» Data for the task
******

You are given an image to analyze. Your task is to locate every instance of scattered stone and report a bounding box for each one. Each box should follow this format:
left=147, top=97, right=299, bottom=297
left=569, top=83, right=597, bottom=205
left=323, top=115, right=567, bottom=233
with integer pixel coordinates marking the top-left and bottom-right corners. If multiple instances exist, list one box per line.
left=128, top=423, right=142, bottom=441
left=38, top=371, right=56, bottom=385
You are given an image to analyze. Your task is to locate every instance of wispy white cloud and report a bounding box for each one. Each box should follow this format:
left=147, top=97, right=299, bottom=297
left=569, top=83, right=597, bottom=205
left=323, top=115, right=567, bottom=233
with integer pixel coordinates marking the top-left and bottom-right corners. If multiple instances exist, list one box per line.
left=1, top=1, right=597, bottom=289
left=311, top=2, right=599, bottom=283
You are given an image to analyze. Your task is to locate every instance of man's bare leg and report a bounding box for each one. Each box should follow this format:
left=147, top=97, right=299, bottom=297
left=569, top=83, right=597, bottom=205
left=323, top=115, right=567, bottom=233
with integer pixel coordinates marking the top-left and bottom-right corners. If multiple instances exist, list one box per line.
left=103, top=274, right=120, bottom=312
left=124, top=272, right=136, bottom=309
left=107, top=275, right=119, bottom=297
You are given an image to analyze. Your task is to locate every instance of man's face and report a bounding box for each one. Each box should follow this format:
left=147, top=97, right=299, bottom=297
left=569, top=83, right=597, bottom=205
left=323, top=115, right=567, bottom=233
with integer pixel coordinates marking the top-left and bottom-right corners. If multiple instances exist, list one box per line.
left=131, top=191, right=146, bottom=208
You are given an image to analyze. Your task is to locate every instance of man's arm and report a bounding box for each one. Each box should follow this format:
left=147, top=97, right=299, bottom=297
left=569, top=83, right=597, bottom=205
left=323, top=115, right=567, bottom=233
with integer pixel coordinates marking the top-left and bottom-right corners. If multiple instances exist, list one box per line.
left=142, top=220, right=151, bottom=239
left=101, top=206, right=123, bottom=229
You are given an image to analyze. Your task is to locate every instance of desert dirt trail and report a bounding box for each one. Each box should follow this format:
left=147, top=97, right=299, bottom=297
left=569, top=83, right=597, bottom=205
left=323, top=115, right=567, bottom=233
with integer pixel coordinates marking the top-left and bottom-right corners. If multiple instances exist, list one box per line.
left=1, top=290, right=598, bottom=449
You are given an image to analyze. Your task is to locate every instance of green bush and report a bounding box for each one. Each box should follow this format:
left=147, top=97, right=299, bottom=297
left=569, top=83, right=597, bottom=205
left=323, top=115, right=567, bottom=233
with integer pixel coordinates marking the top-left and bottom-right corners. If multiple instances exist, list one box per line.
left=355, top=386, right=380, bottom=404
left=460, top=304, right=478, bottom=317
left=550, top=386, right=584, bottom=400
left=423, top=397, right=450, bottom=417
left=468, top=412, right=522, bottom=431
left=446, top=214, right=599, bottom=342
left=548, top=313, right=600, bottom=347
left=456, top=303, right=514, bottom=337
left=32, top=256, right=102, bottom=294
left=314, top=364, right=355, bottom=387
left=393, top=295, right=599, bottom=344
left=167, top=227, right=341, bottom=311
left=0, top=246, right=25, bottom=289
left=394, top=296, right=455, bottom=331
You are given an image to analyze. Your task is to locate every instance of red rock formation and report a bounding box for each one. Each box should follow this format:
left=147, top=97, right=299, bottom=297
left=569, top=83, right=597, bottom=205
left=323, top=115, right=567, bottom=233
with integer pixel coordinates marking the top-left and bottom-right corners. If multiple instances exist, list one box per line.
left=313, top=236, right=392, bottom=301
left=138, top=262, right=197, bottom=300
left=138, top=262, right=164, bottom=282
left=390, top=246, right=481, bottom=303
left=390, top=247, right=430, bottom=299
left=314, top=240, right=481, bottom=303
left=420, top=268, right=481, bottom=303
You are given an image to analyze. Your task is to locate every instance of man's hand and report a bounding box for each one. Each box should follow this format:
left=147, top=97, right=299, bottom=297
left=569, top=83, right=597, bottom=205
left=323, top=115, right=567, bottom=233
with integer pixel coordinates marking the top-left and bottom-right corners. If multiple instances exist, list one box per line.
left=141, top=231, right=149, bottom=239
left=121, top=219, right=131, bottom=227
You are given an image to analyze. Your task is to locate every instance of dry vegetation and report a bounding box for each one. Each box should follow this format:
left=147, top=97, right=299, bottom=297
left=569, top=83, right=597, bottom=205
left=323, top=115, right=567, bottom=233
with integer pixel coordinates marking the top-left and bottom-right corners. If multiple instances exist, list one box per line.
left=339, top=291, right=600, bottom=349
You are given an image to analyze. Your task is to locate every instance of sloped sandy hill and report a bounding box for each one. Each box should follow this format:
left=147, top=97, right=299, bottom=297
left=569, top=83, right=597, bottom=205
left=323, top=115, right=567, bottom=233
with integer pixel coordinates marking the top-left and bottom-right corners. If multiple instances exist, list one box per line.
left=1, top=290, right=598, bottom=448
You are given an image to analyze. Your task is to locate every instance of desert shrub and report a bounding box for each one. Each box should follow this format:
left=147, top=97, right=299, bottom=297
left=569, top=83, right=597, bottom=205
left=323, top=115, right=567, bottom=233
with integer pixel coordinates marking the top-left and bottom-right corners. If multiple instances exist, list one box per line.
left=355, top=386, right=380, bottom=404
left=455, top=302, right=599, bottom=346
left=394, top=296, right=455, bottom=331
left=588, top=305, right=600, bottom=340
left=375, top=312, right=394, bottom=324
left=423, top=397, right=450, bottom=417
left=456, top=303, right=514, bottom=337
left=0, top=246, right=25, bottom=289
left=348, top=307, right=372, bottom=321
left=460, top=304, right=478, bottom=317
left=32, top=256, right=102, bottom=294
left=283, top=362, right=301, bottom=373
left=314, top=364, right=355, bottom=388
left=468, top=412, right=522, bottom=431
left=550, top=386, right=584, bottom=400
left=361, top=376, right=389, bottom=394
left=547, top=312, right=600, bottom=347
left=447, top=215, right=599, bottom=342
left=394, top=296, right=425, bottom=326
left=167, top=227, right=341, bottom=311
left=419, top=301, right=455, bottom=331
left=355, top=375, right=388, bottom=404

******

» Work task
State, as a bare number, how many lines of the material contain "report".

» Output of the exercise
12